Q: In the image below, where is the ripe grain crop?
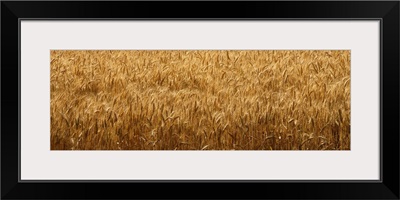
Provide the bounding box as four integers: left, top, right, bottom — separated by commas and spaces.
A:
50, 50, 350, 150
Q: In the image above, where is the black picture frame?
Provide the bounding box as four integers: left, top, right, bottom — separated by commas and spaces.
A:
1, 1, 400, 199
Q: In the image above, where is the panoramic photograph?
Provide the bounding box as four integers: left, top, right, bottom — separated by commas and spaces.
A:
50, 50, 351, 151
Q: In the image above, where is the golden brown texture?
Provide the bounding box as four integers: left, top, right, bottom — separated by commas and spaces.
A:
51, 50, 350, 150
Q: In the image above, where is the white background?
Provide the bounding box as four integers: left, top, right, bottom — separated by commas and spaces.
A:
21, 20, 379, 180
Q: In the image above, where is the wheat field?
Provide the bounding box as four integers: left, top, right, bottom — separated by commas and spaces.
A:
50, 50, 350, 150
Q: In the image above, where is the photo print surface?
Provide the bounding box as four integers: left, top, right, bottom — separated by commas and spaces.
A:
50, 50, 351, 151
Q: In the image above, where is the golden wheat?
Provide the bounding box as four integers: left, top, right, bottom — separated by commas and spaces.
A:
50, 50, 350, 150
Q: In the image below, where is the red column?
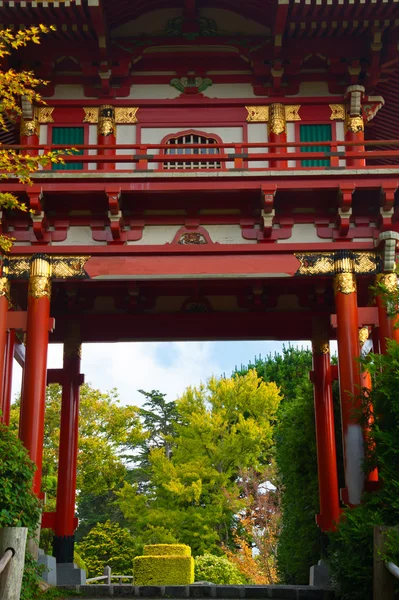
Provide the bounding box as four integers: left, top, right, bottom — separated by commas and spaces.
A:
3, 329, 15, 425
0, 276, 10, 424
19, 255, 51, 495
20, 118, 40, 156
334, 270, 364, 505
376, 273, 399, 354
268, 103, 288, 169
97, 104, 116, 171
312, 335, 340, 531
359, 327, 378, 491
345, 114, 366, 167
53, 336, 82, 563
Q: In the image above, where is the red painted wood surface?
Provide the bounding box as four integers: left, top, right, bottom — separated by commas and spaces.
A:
312, 349, 340, 531
19, 296, 50, 496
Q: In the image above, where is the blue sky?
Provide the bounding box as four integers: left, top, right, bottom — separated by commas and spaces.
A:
13, 341, 318, 405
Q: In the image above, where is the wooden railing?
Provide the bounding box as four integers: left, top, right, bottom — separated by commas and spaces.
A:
86, 566, 133, 585
2, 140, 399, 173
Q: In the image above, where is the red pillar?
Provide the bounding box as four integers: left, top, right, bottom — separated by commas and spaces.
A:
334, 272, 364, 505
359, 327, 378, 491
97, 104, 116, 171
20, 118, 40, 156
19, 255, 51, 495
345, 114, 366, 167
312, 335, 340, 531
268, 103, 288, 169
0, 275, 10, 424
376, 273, 399, 354
53, 336, 83, 563
3, 329, 15, 425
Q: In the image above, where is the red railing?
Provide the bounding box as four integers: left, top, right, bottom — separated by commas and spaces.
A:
1, 140, 399, 173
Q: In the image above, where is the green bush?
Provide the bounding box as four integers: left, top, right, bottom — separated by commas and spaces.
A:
195, 554, 245, 585
76, 521, 136, 577
0, 424, 40, 533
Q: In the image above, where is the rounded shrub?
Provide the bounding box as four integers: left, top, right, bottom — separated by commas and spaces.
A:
195, 554, 245, 585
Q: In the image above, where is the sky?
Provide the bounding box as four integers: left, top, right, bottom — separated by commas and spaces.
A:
13, 341, 324, 406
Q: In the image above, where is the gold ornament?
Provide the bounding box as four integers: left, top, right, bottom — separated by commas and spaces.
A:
245, 106, 269, 123
284, 104, 302, 121
294, 252, 381, 275
0, 277, 10, 301
28, 255, 51, 300
83, 106, 98, 123
20, 119, 40, 137
359, 327, 369, 346
334, 273, 356, 295
8, 255, 90, 279
344, 115, 364, 133
28, 275, 51, 300
330, 104, 346, 121
115, 106, 138, 123
98, 104, 115, 137
269, 103, 286, 135
376, 273, 398, 292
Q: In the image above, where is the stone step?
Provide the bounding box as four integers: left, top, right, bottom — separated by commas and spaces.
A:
59, 584, 335, 600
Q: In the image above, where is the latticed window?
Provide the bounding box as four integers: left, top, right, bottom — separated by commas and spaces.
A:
163, 132, 222, 171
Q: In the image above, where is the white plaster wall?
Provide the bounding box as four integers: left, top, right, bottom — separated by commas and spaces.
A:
202, 83, 258, 98
287, 81, 334, 97
277, 223, 332, 244
127, 225, 180, 246
286, 123, 297, 168
52, 226, 107, 246
43, 84, 86, 100
88, 125, 97, 171
204, 225, 256, 244
248, 123, 269, 169
333, 121, 346, 167
128, 84, 181, 100
116, 125, 136, 171
39, 125, 48, 166
141, 125, 242, 169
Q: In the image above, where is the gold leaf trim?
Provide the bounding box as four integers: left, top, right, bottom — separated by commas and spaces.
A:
330, 104, 346, 121
83, 106, 98, 123
245, 106, 269, 123
115, 106, 138, 123
285, 104, 302, 121
334, 273, 356, 295
35, 106, 54, 123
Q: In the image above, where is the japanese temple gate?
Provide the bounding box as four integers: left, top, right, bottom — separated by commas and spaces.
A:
0, 0, 399, 563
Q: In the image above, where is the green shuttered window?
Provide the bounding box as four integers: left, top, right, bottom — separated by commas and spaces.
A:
52, 127, 84, 171
300, 125, 331, 167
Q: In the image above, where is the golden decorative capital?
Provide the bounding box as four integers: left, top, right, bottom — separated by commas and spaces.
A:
28, 255, 51, 300
269, 103, 286, 135
334, 273, 356, 295
376, 273, 398, 292
98, 104, 115, 137
330, 104, 346, 121
0, 277, 10, 301
344, 115, 364, 133
359, 327, 370, 346
20, 119, 40, 137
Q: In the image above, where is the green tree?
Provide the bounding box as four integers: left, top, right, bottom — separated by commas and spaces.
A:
76, 521, 137, 577
11, 384, 144, 538
119, 371, 280, 555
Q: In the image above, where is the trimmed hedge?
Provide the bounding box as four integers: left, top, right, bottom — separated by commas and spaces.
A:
133, 550, 194, 585
143, 544, 191, 556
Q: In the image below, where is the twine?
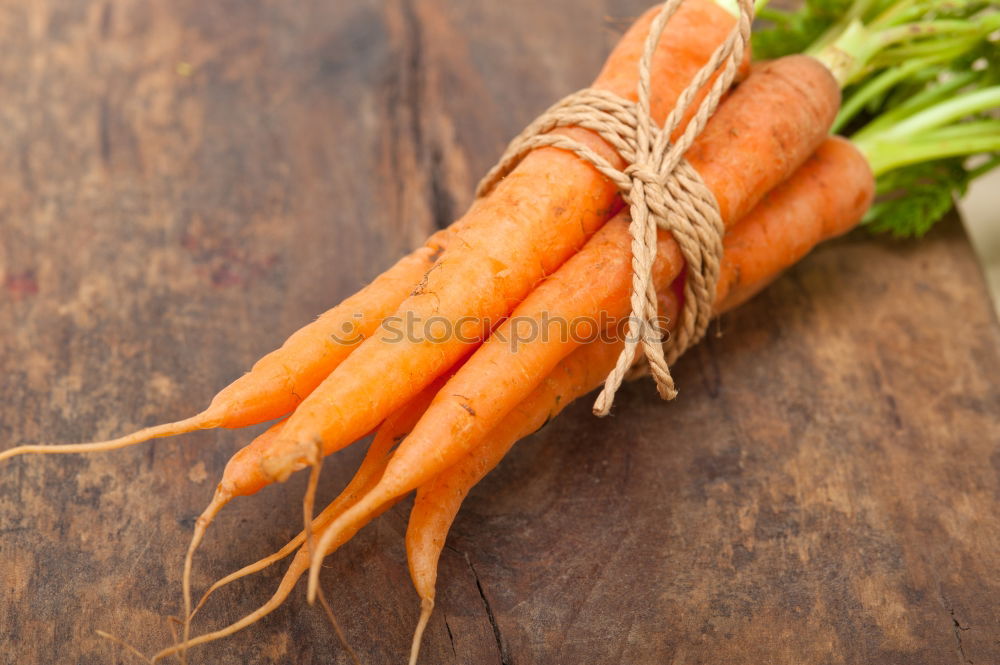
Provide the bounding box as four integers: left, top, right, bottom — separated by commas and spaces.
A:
476, 0, 753, 416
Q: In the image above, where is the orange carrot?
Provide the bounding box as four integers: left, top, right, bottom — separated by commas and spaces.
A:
406, 137, 874, 665
717, 136, 874, 311
152, 500, 396, 663
300, 56, 839, 599
182, 378, 445, 640
0, 226, 457, 461
264, 0, 752, 480
171, 378, 445, 660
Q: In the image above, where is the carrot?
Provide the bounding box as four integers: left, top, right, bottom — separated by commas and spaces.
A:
0, 226, 456, 461
254, 0, 748, 480
717, 136, 874, 311
406, 137, 874, 665
152, 500, 396, 663
182, 378, 444, 641
300, 56, 839, 599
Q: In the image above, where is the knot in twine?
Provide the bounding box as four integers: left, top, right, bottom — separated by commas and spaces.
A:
476, 0, 753, 416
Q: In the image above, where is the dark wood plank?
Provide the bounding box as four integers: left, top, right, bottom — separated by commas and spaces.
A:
0, 0, 1000, 665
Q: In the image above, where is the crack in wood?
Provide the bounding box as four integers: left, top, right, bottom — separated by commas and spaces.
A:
465, 554, 510, 665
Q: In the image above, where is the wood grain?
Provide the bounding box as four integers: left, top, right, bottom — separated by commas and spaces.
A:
0, 0, 1000, 665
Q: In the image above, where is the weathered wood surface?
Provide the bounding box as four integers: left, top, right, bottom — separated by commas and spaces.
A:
0, 0, 1000, 665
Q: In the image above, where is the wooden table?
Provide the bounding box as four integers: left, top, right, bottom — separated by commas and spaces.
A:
0, 0, 1000, 665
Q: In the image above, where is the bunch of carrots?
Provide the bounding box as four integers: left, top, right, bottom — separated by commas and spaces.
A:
0, 0, 1000, 663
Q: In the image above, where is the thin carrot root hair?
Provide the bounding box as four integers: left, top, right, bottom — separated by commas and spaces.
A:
319, 576, 361, 665
94, 630, 153, 665
181, 485, 233, 662
302, 439, 323, 553
0, 408, 219, 462
408, 596, 434, 665
151, 500, 396, 663
150, 550, 308, 663
189, 533, 305, 620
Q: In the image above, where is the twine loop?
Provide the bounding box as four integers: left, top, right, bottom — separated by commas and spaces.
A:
476, 0, 753, 415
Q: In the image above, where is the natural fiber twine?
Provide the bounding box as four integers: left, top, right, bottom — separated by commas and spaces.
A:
476, 0, 753, 416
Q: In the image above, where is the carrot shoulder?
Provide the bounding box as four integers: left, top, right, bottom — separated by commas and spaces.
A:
406, 137, 874, 663
338, 57, 839, 503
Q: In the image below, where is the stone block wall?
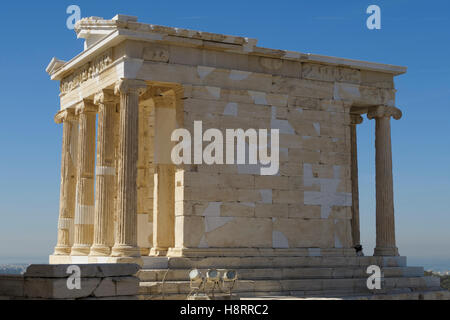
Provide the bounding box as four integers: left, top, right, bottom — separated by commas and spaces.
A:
118, 42, 395, 251
0, 264, 139, 300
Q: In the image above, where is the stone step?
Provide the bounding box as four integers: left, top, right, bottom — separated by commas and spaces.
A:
139, 288, 450, 300
139, 277, 440, 295
143, 256, 406, 269
138, 267, 424, 281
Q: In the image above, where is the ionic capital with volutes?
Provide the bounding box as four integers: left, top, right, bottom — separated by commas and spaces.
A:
54, 108, 75, 124
367, 106, 402, 120
75, 99, 98, 115
114, 78, 147, 95
94, 89, 119, 105
350, 113, 363, 126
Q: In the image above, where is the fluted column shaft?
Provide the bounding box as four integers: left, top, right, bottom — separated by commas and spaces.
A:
111, 79, 146, 257
150, 92, 178, 256
367, 106, 401, 256
71, 101, 97, 255
350, 114, 363, 246
54, 109, 78, 255
90, 90, 117, 256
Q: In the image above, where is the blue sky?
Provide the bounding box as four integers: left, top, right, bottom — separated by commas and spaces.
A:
0, 0, 450, 267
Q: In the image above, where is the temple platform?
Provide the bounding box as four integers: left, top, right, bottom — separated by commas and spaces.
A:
138, 256, 444, 300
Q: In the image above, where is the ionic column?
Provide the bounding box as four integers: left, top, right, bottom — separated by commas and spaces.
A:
90, 90, 118, 256
350, 114, 363, 246
111, 79, 147, 257
71, 101, 97, 256
150, 91, 178, 256
54, 109, 78, 255
367, 106, 402, 256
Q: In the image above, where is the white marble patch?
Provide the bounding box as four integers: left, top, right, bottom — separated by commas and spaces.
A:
197, 66, 216, 80
229, 70, 251, 81
223, 102, 238, 117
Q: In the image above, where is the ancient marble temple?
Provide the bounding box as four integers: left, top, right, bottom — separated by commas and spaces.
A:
47, 15, 406, 265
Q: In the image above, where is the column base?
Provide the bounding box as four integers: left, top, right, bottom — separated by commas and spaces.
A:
373, 247, 399, 256
70, 244, 91, 256
111, 245, 141, 257
53, 246, 72, 256
89, 245, 111, 256
149, 248, 169, 257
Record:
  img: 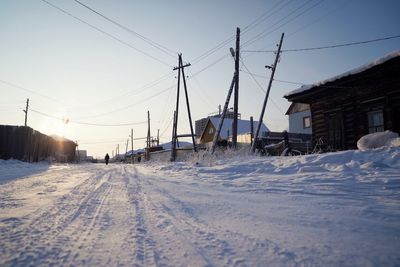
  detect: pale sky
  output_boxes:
[0,0,400,157]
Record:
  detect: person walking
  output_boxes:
[104,153,110,165]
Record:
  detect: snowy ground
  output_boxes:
[0,148,400,266]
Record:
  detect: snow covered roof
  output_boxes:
[206,117,269,138]
[285,50,400,98]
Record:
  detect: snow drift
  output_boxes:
[357,131,400,151]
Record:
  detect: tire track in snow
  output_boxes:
[135,169,297,266]
[124,166,165,266]
[0,165,141,266]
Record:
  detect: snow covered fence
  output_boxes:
[0,125,76,162]
[357,131,400,151]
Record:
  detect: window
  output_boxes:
[303,116,311,129]
[368,110,384,133]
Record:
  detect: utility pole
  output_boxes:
[171,54,197,161]
[131,129,133,164]
[125,138,129,159]
[211,75,236,154]
[251,33,285,153]
[75,140,81,162]
[232,27,240,148]
[23,98,29,127]
[146,111,150,160]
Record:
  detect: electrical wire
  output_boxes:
[242,0,324,47]
[29,108,147,127]
[240,58,285,115]
[81,86,174,119]
[0,80,66,105]
[87,72,173,109]
[242,35,400,53]
[74,0,178,58]
[191,1,292,64]
[41,0,172,67]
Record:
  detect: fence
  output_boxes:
[0,125,76,162]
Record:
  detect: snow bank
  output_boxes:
[285,50,400,97]
[357,131,400,151]
[0,159,49,184]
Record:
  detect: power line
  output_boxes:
[243,0,324,46]
[81,82,174,118]
[74,0,178,58]
[29,108,147,127]
[41,0,172,67]
[88,72,173,109]
[240,57,285,115]
[0,80,66,105]
[242,35,400,53]
[191,0,293,64]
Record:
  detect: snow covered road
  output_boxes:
[0,149,400,266]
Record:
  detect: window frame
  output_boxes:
[303,116,311,129]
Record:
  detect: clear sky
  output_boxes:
[0,0,400,157]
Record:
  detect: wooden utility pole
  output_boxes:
[23,98,29,127]
[211,75,236,154]
[232,27,240,148]
[171,54,197,161]
[131,129,133,164]
[251,33,285,152]
[125,138,129,157]
[250,116,254,145]
[146,111,151,160]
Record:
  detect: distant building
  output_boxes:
[286,102,312,134]
[195,105,241,140]
[0,125,76,162]
[75,150,88,161]
[198,117,269,144]
[285,50,400,150]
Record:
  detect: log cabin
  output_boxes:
[284,50,400,151]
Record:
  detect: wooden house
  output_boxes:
[286,102,312,134]
[198,117,269,144]
[285,50,400,150]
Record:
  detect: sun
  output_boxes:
[42,112,71,138]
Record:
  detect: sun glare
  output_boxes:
[41,112,71,138]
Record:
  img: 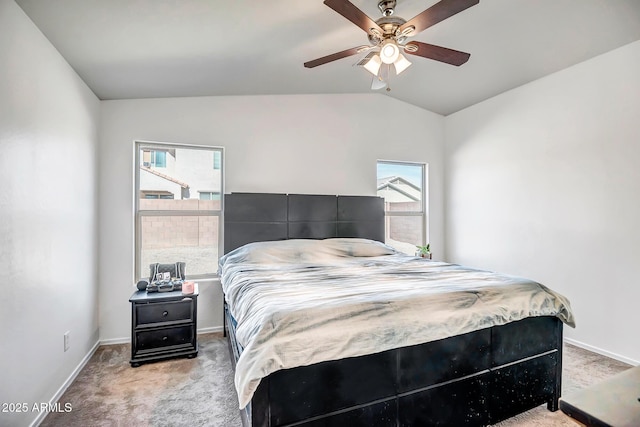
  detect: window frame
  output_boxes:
[133,140,225,281]
[376,160,429,254]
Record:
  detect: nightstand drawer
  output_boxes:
[136,325,194,352]
[136,299,193,326]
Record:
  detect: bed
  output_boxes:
[220,193,573,427]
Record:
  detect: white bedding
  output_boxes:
[219,239,575,408]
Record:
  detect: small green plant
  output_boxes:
[416,243,431,256]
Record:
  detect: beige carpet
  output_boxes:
[41,334,630,427]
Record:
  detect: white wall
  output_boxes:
[0,0,100,426]
[445,42,640,364]
[99,94,444,341]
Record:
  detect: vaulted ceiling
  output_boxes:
[16,0,640,115]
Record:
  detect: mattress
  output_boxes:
[219,238,575,408]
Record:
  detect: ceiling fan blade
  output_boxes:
[304,46,371,68]
[398,0,480,35]
[405,41,471,66]
[324,0,384,34]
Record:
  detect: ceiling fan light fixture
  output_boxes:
[393,54,411,75]
[380,39,400,64]
[364,54,382,76]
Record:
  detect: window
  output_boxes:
[135,142,223,279]
[377,161,427,255]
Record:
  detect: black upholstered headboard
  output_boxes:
[224,193,384,253]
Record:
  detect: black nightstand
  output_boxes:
[129,285,198,367]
★ ★ ★ ★ ★
The request:
Render the material as a Markdown table with the columns Row and Line, from the line with "Q: In the image above, where is the wheat" up to and including the line with "2, 140, 399, 173". Leave out blank lines and pictures.

Complete response:
| Row | Line |
|---|---|
| 1 | Q: In the image above, where is the wheat field? |
| 2 | Provide the bounding box as four integers: left, top, right, bottom — separated by commas and spaces. |
| 3 | A: |
| 4 | 50, 50, 350, 150 |
| 5 | Q: In the image above, where is the photo print surface? |
| 6 | Provide the bounding box as four integers: left, top, right, bottom — separated by commas and spaces. |
| 7 | A: |
| 8 | 50, 50, 351, 151 |
| 9 | Q: In the image above, where is the golden wheat? |
| 10 | Provide the bounding box as four integers: left, top, right, bottom — separated by commas and spaces. |
| 11 | A: |
| 12 | 50, 50, 350, 150 |
| 13 | Q: In the image below, where is the red column? |
| 14 | Provide the bounding box as four integers: left, top, right, bottom — separated by commas and spaces. |
| 15 | A: |
| 16 | 3, 329, 15, 425 |
| 17 | 0, 276, 10, 424 |
| 18 | 19, 255, 51, 495 |
| 19 | 20, 118, 40, 156 |
| 20 | 334, 270, 364, 505 |
| 21 | 376, 273, 399, 354 |
| 22 | 268, 103, 288, 169 |
| 23 | 97, 104, 116, 171 |
| 24 | 312, 335, 340, 531 |
| 25 | 359, 327, 378, 491 |
| 26 | 345, 114, 366, 167 |
| 27 | 53, 336, 82, 563 |
| 28 | Q: In the image above, where is the red painted wood surface? |
| 29 | Provide the bounding box as four integers: left, top, right, bottom — separated by commas and spaces. |
| 30 | A: |
| 31 | 312, 349, 340, 531 |
| 32 | 19, 296, 50, 496 |
| 33 | Q: In the image above, where is the blue sky? |
| 34 | Provide the bounding box as four integers: left, top, right, bottom — separated by commas and spaces. |
| 35 | A: |
| 36 | 13, 341, 318, 405 |
| 37 | Q: In the image above, where is the wooden railing? |
| 38 | Provide the bounding box as four integers: left, top, right, bottom — separated by commas and spaces. |
| 39 | A: |
| 40 | 86, 566, 133, 585 |
| 41 | 2, 140, 399, 173 |